[TRECHO DO TEXTO]
--------

Em dezembro de 2022, o bilionário Elon Musk, que dois meses antes havia concluído a compra do Twitter, entregou a jornalistas documentos internos que descreviam a forma como a mídia social havia ajudado a campanha de Joe Biden em 2020, atendendo de forma diferenciada pedidos de remoção de conteúdo feitos pela campanha democrata em comparação com a de seu adversário, Donald Trump. Poucos dias depois, Musk insinuou que o mesmo poderia ter ocorrido no Brasil. Quase um ano e meio depois, o dono do agora chamado X entregou ao jornalista Michael Shellenberger vários e-mails internos da companhia enviados entre 2020 e 2022 – Shellenberger publicou o material em colaboração com a Gazeta do Povo.

No entanto, ao contrário do caso norte-americano, em que os pedidos vinham basicamente das duas campanhas, no Brasil os grandes protagonistas foram as autoridades, especialmente (mas não apenas) o Tribunal Superior Eleitoral. E uma característica da maioria das exigências era o fato de elas extrapolarem completamente as possibilidades dadas por leis como o Marco Civil da Internet. Um conselheiro jurídico sênior do Twitter chegou a ser investigado por ordem do Ministério Público paulista por se negar a entregar dados pessoais de usuários à CPI das Fake News. O TSE chegou ao cúmulo de pedir, sob ameaça de multa, dados de usuários que publicaram certas hashtags que nem de longe constituíam qualquer crime, como um pedido pelo voto impresso auditável. A equipe de consultores jurídicos do Twitter, em várias ocasiões, avaliou que as demandas caracterizavam invasão de privacidade e pesca probatória, e que o elemento político era o preponderante, diante da pouca solidez jurídica dos pedidos.

Os documentos agora divulgados não chegam a ser nenhuma revelação bombástica, mas uma reafirmação, vinda de uma fonte importante, dos vários procedimentos contra legem que os tribunais superiores adotaram, sob alegações surreais e novilinguísticas

A bem da verdade, ninguém que tenha acompanhado a forma como o TSE e o STF se portaram durante o período eleitoral pode se dizer realmente surpreso com o conteúdo dos Twitter Files Brazil. Os documentos agora divulgados não chegam a ser nenhuma revelação bombástica, mas uma reafirmação, vinda de uma fonte importante, dos vários procedimentos contra legem que os tribunais superiores adotaram, sob alegações surreais e novilinguísticas como “situação excepcionalíssima” ou “arco de experimentação regulatória” para justificar censura prévia, que se dava também pela suspensão de perfis em mídias sociais.

--------

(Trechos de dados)
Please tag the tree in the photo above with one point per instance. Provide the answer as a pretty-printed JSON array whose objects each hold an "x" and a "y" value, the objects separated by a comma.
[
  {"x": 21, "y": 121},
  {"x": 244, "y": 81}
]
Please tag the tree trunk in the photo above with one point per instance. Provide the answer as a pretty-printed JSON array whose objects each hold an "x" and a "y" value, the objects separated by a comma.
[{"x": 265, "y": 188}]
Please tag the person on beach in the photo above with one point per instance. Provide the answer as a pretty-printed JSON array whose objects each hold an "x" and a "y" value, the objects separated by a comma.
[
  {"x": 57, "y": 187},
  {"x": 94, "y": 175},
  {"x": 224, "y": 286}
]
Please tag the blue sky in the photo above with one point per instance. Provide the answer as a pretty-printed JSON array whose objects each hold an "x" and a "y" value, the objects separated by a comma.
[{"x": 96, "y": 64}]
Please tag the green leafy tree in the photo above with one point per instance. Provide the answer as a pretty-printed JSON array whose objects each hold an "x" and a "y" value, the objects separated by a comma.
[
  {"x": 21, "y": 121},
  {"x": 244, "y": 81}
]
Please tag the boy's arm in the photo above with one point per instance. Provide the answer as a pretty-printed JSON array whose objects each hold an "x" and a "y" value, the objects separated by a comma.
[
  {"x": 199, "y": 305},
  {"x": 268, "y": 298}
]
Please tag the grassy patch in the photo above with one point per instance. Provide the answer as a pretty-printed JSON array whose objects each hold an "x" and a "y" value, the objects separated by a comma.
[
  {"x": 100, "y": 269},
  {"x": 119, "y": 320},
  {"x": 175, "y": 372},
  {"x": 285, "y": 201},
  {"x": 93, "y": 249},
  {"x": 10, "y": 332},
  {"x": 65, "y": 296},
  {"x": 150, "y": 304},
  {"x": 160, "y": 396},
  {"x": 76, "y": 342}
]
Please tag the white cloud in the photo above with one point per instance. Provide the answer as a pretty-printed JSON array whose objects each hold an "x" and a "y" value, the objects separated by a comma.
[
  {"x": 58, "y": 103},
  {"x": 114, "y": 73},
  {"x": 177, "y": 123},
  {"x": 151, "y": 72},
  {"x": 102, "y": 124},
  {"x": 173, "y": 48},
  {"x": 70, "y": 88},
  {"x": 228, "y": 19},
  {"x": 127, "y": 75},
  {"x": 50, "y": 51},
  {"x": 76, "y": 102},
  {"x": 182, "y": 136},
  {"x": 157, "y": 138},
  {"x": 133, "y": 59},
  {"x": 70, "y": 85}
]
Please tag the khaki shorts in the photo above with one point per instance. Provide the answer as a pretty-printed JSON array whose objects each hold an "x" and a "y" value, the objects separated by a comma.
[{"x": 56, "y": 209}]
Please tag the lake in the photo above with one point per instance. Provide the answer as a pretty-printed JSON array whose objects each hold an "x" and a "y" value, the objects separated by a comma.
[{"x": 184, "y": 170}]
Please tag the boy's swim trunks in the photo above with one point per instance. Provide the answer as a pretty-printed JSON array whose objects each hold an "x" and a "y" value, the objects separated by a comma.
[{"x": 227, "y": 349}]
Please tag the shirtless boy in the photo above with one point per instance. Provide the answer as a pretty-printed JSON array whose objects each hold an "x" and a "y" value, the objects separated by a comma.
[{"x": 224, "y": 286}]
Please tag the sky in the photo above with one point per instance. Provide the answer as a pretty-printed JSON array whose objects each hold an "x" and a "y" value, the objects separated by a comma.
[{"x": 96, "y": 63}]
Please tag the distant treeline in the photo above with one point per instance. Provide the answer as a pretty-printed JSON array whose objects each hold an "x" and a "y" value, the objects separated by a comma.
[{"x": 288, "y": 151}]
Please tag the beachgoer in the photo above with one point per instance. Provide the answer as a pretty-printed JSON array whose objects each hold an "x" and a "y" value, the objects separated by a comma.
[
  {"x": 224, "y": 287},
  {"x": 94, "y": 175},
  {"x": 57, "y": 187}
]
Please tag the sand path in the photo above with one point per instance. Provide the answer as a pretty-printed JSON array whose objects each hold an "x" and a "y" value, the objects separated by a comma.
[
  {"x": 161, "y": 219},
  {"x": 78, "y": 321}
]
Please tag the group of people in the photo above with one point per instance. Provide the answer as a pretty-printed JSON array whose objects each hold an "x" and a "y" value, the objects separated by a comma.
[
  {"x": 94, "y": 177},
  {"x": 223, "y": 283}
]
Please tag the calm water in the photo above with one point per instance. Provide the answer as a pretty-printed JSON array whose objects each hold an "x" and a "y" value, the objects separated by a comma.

--------

[TAREFAS DO EXERCÍCIO]
1. Reescreva a parte do texto sobre os Twitter Files Brazil que vai de "Em dezembro de" até "Gazeta do Povo.", inclusive, substituindo "mídia social" por "rede social".
2. De acordo com o texto sobre os Twitter Files Brazil, as afirmações a seguir estão corretas? Responda sim ou não para cada uma e cite as palavras do texto que decidem a resposta.
(a) No Brasil, os pedidos vieram basicamente das duas campanhas.
(b) O TSE pediu dados de usuários sob ameaça de multa.
(c) Os documentos divulgados são apresentados como uma revelação bombástica.

[RESPOSTAS ESCRITAS]
1.
Em dezembro de 2022, o bilionário Elon Musk, que dois meses antes havia concluído a compra do Twitter, entregou a jornalistas documentos internos que descreviam a forma como a rede social havia ajudado a campanha de Joe Biden em 2020, atendendo de forma diferenciada pedidos de remoção de conteúdo feitos pela campanha democrata em comparação com a de seu adversário, Donald Trump. Poucos dias depois, Musk insinuou que o mesmo poderia ter ocorrido no Brasil. Quase um ano e meio depois, o dono do agora chamado X entregou ao jornalista Michael Shellenberger vários e-mails internos da companhia enviados entre 2020 e 2022 – Shellenberger publicou o material em colaboração com a Gazeta do Povo.

2.
(a) Não: "no Brasil os grandes protagonistas foram as autoridades, especialmente (mas não apenas) o Tribunal Superior Eleitoral".
(b) Sim: "O TSE chegou ao cúmulo de pedir, sob ameaça de multa, dados de usuários".
(c) Não: "Os documentos agora divulgados não chegam a ser nenhuma revelação bombástica".